**PROBLEM 1**
Update the post about a partner's sister who might have cancer by rewriting the passage between "I backed off" and "get sicker sooner.", inclusive, with "gloom and doom" replaced by "negative".
**PROBLEM 2**
Go on with the post about a partner's sister who might have cancer, picking up after its last sentence.

**SOURCE DOCUMENT**
Partner’s Sister Might Have Cancer


My partner’s sister has twins via sperm donor. The kids just turned 3 today and their mom, who is my partner’s sister, had an abnormal mammogram (today) that her doctors think could be cancer. When me and my partner began dating almost 2 years ago, he told me he was godparent to those children. He has a lot of school debt, and I asked him how he planned to take care of the kids in case something happened to his sister. Last year, I told him that if we were going to consider getting married, he needed to speak to his sister about term life insurance since she is their sole caregiver (is getting a lot of help from my partner’s parents, as well, but they are aging) and because he has so much debt. He told me he would, and he didn’t. I told him that his sister didn’t seem to be taking good care of herself at all, and that it was inevitable that something might happen to her sooner than she wanted.

I backed off because I didn’t want to sound all gloom and doom, but what I feared did happen. Mostly everyone is going to get one of five things as we age: diabetes, cancer, heart disease, Alzheimer’s, or some degenerative disease. In my mind, it’s not a question of if, it’s when, and people who don’t look after their health, on average, appear to get sicker sooner.

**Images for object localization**
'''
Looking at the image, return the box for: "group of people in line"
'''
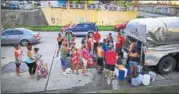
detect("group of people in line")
[57,31,133,77]
[14,31,139,78]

**ANSWER SPACE 1**
I backed off because I didn’t want to sound all negative, but what I feared did happen. Mostly everyone is going to get one of five things as we age: diabetes, cancer, heart disease, Alzheimer’s, or some degenerative disease. In my mind, it’s not a question of if, it’s when, and people who don’t look after their health, on average, appear to get sicker sooner.

**ANSWER SPACE 2**
Anyway, my partner has since changed to a better job working with his dad and I have a well-paying job too. Neither one of us has kids. It’s still very early in this journey with his sister, and I hope the prognosis is a good one because she’s a great mom and she loves her kids so dearly. It would be tragic to see her lose a battle with cancer and devastating for her kids. That said, I’m angry with my partner for not bringing up the term life insurance with his sister because I don’t know how we end up paying for two kids we’d have to raise. She probably couldn’t even qualify for term life if she finds out she has cancer, or it would be super expensive now. We could probably swing it, but he has nothing saved even for himself. If he takes over his dad’s company, there might be a way for him to retire one day. The kids would be taken care of, but he’d be left with little.

To add, he’s never worked in business before (he used to work in government) and has a passive approach to initiating things. He’s shy and hates networking or being a front man for the business. I’m not even sure if him taking over his dad’s business would work out because I don’t see the instincts he needs to make it work. We were trying to have our own child, but I don’t even know if that’s a possibility now with this on the horizon. I love the twins and would completely take them in with us – they are the sweetest kids. But I feel like his lack of guts and planning is changing my plans and what I want, and I’m resentful about it.